Task instructions - Repeat each of the following rows word for word.

Records for this exercise -
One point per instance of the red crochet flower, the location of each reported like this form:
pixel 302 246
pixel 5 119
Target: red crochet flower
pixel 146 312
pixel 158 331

Answer to the exercise -
One point per instance of the red crochet flower, the location of each reported like this form:
pixel 302 246
pixel 5 119
Target: red crochet flower
pixel 146 312
pixel 158 331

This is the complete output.